### Input records
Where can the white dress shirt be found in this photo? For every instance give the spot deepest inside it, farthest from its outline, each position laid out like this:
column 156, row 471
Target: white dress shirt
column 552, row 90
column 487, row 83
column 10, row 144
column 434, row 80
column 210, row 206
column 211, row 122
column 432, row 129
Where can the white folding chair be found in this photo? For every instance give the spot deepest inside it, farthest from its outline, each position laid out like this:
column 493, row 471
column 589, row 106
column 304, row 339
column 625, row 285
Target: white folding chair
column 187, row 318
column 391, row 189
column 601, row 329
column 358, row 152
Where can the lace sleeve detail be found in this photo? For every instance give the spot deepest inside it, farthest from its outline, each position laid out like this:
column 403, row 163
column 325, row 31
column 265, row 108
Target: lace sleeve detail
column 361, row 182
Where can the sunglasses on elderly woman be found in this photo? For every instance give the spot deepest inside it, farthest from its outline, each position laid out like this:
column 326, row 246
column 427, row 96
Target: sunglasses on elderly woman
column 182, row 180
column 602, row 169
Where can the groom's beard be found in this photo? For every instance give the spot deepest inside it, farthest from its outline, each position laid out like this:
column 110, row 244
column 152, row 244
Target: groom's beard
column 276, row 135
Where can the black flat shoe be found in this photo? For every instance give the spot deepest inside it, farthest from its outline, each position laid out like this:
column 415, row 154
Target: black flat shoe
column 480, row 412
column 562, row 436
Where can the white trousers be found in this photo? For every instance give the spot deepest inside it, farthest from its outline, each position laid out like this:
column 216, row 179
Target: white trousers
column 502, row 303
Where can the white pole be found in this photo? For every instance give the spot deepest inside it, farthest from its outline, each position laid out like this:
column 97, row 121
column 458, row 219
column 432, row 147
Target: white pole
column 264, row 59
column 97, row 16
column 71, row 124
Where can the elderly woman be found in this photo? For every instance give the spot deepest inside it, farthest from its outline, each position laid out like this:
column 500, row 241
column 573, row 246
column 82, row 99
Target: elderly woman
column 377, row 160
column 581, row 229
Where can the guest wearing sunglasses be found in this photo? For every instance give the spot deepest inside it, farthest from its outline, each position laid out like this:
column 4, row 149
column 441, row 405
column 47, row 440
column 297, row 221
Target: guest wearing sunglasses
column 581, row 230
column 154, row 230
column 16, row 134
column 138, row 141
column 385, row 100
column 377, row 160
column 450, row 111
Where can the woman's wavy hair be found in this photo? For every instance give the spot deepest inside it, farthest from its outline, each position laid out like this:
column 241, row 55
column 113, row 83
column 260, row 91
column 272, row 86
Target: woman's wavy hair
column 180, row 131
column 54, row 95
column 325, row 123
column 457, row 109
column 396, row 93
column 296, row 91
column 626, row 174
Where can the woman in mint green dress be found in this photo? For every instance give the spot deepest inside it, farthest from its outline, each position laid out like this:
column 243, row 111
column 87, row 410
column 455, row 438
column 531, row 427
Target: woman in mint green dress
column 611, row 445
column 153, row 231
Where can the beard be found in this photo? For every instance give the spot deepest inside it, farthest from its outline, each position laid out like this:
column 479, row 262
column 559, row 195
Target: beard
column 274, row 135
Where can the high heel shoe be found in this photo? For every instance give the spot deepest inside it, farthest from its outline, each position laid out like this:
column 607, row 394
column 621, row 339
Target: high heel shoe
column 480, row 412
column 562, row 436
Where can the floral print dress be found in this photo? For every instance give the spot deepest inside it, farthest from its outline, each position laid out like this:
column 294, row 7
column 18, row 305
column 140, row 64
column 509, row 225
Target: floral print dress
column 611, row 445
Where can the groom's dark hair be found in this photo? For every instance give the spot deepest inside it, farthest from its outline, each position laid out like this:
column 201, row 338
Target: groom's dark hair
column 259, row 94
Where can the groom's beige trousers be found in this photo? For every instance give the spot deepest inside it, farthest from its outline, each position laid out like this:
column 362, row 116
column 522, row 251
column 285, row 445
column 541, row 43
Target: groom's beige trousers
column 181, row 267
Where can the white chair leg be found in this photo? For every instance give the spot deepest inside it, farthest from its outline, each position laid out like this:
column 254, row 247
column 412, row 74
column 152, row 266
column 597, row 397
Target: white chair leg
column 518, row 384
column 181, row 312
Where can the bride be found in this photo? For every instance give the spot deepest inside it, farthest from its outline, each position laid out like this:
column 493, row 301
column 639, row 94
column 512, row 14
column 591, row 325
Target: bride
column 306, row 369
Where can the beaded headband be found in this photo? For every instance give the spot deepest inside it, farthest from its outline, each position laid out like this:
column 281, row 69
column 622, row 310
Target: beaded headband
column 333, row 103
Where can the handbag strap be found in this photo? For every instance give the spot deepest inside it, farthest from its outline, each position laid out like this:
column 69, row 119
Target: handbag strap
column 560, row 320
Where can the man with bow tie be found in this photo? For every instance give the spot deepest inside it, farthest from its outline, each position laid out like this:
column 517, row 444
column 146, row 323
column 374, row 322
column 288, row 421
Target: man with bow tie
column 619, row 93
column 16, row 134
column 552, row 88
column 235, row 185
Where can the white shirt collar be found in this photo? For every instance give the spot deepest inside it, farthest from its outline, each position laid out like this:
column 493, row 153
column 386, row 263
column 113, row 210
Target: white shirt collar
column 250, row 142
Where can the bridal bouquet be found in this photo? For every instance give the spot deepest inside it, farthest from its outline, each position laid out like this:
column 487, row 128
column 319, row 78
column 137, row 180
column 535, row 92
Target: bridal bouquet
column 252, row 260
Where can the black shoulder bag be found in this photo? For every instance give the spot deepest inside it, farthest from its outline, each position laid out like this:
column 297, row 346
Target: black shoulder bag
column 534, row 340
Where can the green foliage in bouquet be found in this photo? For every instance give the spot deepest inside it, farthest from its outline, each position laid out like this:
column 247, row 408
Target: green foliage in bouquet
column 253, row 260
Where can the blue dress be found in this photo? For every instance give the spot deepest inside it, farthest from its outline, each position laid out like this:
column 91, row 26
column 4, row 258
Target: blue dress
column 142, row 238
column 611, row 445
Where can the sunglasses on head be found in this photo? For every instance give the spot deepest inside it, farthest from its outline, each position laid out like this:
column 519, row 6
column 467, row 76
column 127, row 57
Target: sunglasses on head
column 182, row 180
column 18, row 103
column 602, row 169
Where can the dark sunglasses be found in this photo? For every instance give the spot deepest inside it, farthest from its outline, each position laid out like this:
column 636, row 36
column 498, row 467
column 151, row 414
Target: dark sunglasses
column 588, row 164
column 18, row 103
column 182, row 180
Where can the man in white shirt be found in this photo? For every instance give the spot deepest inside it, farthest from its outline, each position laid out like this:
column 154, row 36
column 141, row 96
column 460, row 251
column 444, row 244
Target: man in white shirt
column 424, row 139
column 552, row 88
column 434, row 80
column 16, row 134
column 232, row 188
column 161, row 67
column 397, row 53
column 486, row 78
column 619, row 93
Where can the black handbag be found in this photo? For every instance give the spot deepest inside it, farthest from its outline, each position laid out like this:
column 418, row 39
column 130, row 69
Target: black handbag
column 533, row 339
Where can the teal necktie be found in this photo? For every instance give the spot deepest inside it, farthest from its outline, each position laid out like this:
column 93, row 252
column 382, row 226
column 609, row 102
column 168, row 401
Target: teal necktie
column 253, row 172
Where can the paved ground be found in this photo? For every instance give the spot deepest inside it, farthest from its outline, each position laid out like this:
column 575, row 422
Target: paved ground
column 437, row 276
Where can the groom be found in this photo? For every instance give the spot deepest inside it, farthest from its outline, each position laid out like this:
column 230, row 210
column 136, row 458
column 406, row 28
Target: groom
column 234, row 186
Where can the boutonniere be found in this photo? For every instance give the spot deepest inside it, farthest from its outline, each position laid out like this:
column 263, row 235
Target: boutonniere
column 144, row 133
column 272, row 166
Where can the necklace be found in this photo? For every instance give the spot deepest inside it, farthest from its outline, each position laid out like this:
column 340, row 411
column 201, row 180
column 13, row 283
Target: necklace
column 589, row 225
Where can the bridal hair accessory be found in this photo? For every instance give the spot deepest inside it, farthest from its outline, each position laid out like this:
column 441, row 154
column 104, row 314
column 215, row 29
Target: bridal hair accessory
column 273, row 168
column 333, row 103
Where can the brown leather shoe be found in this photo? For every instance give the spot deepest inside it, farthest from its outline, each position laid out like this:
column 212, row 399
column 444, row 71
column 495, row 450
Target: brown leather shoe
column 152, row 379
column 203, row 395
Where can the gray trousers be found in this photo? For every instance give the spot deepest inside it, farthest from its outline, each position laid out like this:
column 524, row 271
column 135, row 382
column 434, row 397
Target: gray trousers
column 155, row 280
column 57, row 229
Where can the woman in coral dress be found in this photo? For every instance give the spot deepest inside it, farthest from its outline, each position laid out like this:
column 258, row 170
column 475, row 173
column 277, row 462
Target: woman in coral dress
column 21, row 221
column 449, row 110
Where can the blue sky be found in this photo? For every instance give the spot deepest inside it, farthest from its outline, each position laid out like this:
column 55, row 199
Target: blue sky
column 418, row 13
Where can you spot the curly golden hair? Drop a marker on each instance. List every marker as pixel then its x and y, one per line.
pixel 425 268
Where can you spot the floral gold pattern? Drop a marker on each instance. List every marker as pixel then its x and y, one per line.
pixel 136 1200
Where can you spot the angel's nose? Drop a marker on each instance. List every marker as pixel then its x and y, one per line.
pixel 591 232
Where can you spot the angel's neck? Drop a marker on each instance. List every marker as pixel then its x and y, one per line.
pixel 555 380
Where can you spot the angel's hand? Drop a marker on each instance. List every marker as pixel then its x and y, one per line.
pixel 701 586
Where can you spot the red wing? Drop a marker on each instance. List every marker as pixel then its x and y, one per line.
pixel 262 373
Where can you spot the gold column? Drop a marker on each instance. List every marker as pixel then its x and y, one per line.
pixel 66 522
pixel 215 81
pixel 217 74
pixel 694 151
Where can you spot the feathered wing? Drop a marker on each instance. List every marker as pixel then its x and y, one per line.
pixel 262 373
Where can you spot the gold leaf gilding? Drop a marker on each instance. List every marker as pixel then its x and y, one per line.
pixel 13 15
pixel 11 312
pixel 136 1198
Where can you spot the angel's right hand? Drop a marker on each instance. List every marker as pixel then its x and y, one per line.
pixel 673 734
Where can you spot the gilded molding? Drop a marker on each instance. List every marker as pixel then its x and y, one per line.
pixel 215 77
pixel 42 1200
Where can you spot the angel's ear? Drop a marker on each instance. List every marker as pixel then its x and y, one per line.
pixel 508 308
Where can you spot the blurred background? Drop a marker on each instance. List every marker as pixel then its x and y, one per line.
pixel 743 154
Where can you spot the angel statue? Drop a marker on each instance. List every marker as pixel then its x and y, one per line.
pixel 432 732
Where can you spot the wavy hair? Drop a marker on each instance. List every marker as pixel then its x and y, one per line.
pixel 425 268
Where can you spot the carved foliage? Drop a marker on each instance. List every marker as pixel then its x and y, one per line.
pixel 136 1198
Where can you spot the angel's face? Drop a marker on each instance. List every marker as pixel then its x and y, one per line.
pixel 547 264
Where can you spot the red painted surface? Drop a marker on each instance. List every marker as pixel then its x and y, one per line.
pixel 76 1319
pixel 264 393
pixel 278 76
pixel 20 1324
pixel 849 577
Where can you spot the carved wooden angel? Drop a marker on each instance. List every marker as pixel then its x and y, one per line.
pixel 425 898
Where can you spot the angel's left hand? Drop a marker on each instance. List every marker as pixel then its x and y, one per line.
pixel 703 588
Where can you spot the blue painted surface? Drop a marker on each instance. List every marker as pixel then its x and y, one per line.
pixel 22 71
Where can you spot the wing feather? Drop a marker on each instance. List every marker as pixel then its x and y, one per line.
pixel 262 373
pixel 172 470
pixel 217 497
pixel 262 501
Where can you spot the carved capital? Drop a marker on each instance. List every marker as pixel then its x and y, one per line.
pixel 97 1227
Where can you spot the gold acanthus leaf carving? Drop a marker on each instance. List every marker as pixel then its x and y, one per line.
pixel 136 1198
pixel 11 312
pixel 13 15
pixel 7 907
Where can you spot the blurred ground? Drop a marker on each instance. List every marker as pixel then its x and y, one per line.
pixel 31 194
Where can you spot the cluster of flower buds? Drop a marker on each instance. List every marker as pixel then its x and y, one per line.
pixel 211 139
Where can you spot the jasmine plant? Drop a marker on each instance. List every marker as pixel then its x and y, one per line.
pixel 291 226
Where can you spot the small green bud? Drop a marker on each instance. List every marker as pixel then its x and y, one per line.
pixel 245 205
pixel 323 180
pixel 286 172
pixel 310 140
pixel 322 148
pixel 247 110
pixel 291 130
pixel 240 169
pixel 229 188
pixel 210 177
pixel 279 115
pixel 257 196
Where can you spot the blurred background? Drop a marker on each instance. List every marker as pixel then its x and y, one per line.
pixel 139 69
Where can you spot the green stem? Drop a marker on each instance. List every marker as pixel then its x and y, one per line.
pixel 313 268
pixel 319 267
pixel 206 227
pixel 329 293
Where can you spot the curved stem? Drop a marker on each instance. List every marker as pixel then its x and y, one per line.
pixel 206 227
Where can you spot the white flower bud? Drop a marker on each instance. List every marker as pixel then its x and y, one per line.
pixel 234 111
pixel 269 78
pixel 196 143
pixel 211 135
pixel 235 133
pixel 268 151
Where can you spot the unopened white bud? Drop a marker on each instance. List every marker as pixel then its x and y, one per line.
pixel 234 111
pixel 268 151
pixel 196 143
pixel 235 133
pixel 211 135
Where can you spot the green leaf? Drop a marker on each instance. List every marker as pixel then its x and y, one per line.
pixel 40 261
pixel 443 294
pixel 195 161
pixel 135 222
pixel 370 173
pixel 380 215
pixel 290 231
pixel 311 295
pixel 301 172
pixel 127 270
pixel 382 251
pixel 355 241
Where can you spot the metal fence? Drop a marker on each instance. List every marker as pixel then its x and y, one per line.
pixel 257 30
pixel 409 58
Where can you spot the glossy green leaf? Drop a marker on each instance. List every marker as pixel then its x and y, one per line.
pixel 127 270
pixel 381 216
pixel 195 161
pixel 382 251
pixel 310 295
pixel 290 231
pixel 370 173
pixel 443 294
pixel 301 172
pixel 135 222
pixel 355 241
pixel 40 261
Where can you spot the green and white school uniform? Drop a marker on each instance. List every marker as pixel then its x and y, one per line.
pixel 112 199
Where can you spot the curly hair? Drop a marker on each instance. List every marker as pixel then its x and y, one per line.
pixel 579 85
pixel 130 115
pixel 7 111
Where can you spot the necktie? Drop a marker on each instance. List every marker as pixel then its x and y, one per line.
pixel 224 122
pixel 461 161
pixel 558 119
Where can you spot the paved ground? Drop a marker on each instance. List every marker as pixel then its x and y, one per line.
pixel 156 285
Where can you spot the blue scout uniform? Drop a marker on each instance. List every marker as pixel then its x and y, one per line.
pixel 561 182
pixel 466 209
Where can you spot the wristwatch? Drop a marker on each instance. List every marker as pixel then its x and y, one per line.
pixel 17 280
######
Work instruction => Only certain lines are wanted. Please return exactly those from the top of the data through the line with "column 156, row 471".

Finished task =>
Where can the white dress shirt be found in this photo? For every instance give the spot deepest inside it, farthest from its outline, each position laid out like this:
column 156, row 471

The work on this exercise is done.